Given task = Give the entries back exactly, dropping each image.

Record extracts =
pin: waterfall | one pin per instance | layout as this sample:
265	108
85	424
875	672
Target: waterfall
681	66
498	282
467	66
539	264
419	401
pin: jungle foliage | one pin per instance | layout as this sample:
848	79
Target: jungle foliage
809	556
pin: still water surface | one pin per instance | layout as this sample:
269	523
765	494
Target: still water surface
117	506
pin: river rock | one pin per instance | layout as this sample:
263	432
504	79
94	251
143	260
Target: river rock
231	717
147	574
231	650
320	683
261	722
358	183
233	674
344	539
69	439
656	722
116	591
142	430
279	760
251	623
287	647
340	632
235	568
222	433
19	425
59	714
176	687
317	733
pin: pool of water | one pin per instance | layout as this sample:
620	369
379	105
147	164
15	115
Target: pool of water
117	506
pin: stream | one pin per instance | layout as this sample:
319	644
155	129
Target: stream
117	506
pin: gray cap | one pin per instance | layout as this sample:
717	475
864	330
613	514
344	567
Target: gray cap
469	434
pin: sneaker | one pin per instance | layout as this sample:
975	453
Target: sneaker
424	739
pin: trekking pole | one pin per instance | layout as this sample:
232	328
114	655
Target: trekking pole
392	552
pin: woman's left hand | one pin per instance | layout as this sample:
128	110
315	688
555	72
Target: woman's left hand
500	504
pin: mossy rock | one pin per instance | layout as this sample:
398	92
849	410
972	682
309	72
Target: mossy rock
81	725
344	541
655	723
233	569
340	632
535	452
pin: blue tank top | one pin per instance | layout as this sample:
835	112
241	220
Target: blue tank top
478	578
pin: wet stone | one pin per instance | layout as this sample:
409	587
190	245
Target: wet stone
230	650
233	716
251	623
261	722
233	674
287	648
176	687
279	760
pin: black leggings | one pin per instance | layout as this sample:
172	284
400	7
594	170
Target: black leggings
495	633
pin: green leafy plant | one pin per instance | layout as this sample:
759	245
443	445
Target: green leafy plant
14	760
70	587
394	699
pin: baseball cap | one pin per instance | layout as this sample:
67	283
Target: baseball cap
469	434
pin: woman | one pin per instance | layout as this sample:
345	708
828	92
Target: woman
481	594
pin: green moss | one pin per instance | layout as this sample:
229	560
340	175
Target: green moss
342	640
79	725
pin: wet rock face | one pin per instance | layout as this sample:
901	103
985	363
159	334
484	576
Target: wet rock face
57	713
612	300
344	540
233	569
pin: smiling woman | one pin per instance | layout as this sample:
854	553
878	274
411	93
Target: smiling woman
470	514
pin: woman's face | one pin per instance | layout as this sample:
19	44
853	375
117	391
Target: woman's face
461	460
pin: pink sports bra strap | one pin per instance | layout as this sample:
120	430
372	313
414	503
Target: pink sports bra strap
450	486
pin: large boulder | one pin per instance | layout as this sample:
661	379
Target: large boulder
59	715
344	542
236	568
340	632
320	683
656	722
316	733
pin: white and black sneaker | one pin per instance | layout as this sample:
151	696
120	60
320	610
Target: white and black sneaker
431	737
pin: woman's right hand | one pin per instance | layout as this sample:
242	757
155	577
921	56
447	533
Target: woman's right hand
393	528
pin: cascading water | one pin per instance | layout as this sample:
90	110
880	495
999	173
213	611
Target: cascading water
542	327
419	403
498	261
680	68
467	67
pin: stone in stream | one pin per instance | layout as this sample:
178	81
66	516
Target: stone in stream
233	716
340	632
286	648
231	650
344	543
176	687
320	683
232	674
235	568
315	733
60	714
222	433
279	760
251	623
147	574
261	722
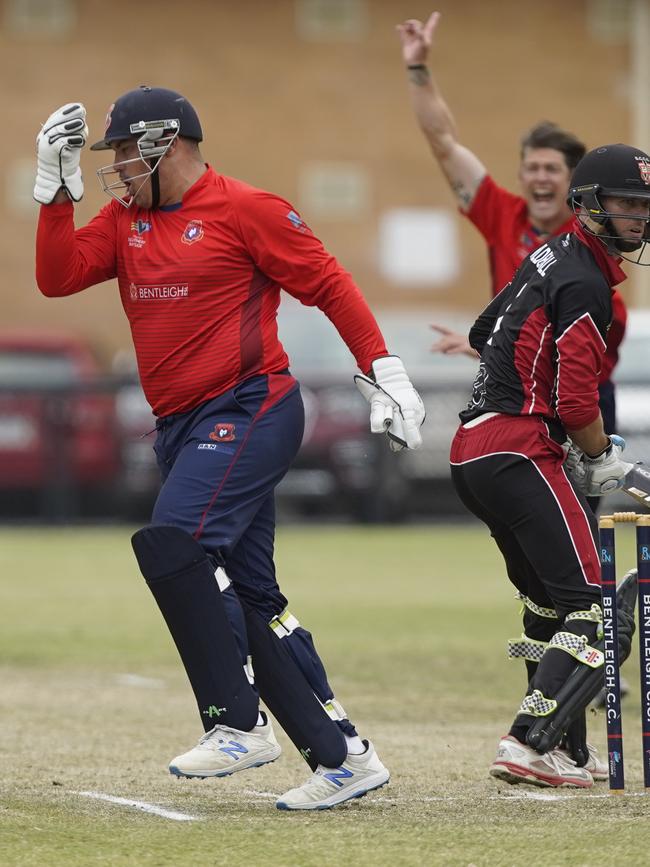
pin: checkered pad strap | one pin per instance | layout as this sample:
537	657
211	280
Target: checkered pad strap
594	615
526	648
537	609
334	709
537	705
577	647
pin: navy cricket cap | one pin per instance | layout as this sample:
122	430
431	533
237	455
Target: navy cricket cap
148	105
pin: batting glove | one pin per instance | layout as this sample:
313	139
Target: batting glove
603	473
58	150
396	408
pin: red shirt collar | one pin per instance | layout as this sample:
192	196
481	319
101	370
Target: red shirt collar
608	264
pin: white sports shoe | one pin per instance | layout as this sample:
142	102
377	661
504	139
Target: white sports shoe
595	765
223	751
328	787
518	763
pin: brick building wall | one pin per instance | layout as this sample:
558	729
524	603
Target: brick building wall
275	101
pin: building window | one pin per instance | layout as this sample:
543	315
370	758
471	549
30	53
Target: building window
332	20
334	190
41	18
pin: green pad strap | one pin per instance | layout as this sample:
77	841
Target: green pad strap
537	705
594	615
577	647
526	648
537	609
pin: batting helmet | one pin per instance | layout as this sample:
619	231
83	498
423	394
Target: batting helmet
147	108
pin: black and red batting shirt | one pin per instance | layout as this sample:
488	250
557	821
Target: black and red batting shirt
200	284
542	339
502	218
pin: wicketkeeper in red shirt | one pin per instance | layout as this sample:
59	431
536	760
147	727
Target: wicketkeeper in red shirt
200	260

Written response =
pin: waterfall | one pin per instance | layout as this sample:
265	108
85	424
875	672
Target: waterfall
681	66
498	282
467	66
539	264
419	401
pin: jungle foliage | one pin per instance | layout as this sample:
848	79
Target: jungle foliage
809	556
pin: still water surface | one pin per instance | layout as this sample:
269	523
765	494
Target: still water surface
117	506
pin: river rock | one pin per instance | layout as this sample:
263	432
504	79
94	251
143	260
Target: river rock
231	717
147	574
231	650
320	683
261	722
358	183
233	674
344	539
69	439
656	722
116	591
142	430
279	760
251	623
287	647
340	632
235	568
222	433
19	425
59	714
176	687
317	733
pin: pool of water | one pin per instance | layout as this sample:
620	369
379	105
147	164
15	115
Target: pool of water
117	506
pin: stream | one pin per instance | layout as this sample:
319	644
155	129
Target: stream
117	506
pin: gray cap | one pin per instance | layout as this sample:
717	475
864	330
613	514
344	567
Target: gray cap
469	434
pin: sneaker | one pin per instance | layout as this sample:
975	453
Target: sneaker
424	739
pin: trekking pole | one pin per instance | layout as this sample:
232	328
114	655
Target: trekking pole
392	552
pin: woman's left hand | one pin per instance | layout as this sample:
128	110
315	688
555	72
Target: woman's left hand
500	504
pin: mossy rock | one pin per instance | layout as this sample:
398	92
849	410
972	682
309	72
Target: mossy rock
81	725
344	541
655	723
233	569
340	632
535	452
pin: blue tank top | one pin per instance | layout as this sample:
835	112
241	220
Target: blue tank top
478	578
pin: wet stone | one pin per instance | layout as this sample:
409	587
190	245
Target: wet stone
230	650
233	716
251	623
261	722
233	674
287	648
176	687
279	760
pin: black leggings | one pin per instance | layout as this sample:
172	284
400	7
594	170
Target: black leggings
495	633
pin: green leafy plant | one pin per instance | layout as this sample:
759	245
443	445
Target: green leafy plant
14	760
70	587
394	699
pin: baseball cap | one pin per instance | layout as this sample:
67	283
Target: baseball cap
469	434
pin: woman | one pin per instance | layout as this sample:
345	708
828	92
Target: woman
481	594
pin: green moss | one pin per instance | layout as this sample:
229	560
340	175
Target: green moss
342	640
79	725
pin: wet rock face | one pin per instance | layout as this sample:
901	103
985	363
159	334
484	576
Target: wet rock face
57	713
612	300
344	540
233	569
pin: smiling woman | one pin per instance | layout as this sample:
854	553
878	274
411	93
Target: smiling woman
470	514
pin: woman's face | one pin per instance | layout as this sample:
19	44
853	375
117	391
Target: woman's face
461	460
pin: pink sports bra strap | one pin per instance | layout as this sample:
120	430
372	313
414	503
Target: pink sports bra strap
450	486
pin: large boulder | one pin per instance | layout as this sample:
661	379
Target: large boulder
59	715
344	542
236	568
340	632
320	683
656	722
316	733
pin: white and black sneaker | one pin per instance | layout as this sample:
151	696
120	60
320	610
Target: white and black sneaker
431	737
pin: woman's right hand | one pin per instance | layout as this sample:
242	757
155	577
921	56
447	533
Target: woman's right hand
393	528
pin: cascading water | one pin per instance | layout as this sample:
90	110
880	495
999	173
213	611
Target: cascading water
542	327
419	403
498	261
680	68
467	67
pin: stone in stream | one pin per instance | layout as this sample:
178	81
66	516
Target: stone in stream
233	716
340	632
286	648
231	650
344	543
176	687
320	683
232	674
235	568
315	733
60	714
222	433
279	760
251	623
147	574
261	722
pin: checkered pad strap | one pin per instance | layout as this sample:
537	657
211	280
Target: checkered pad strap
594	615
526	648
537	609
334	709
537	705
577	647
pin: navy cricket cap | one pin per instance | layout as this sample:
122	430
431	533
237	455
Target: navy cricket cap
148	105
pin: batting glove | one pin per instance | layout as this sample:
313	139
Target: batting glove
603	473
58	150
396	408
pin: red shirt collar | one pin per instance | layout as this sample:
192	196
481	319
101	370
Target: red shirt collar
608	264
pin: white sports shoe | one pin per instance | layout as this sample:
142	102
377	661
504	139
Target: white sports shoe
595	765
223	751
328	787
518	763
pin: brick building wall | one pin per instance | layout as this sample:
558	729
524	603
Target: brick building wall
275	101
pin: building window | one pin per instance | layout as this sample:
543	315
370	758
471	549
30	53
Target: building window
332	20
334	190
41	18
pin: green pad strap | one pin per instance | layout as this sample:
77	841
Target: green pad strap
537	705
594	615
577	647
526	648
537	609
pin: batting helmet | one pin per instance | layout as this sample:
619	231
83	498
423	394
Target: batting helmet
147	108
pin: black and red batting shirt | one pin per instance | layout as this sample:
488	250
557	821
Target: black and red batting shirt
200	284
542	339
502	218
pin: wicketkeeper in red shirt | one pin per instance | layout as this sample:
59	431
536	760
147	727
Target: wicketkeeper in red shirt
200	260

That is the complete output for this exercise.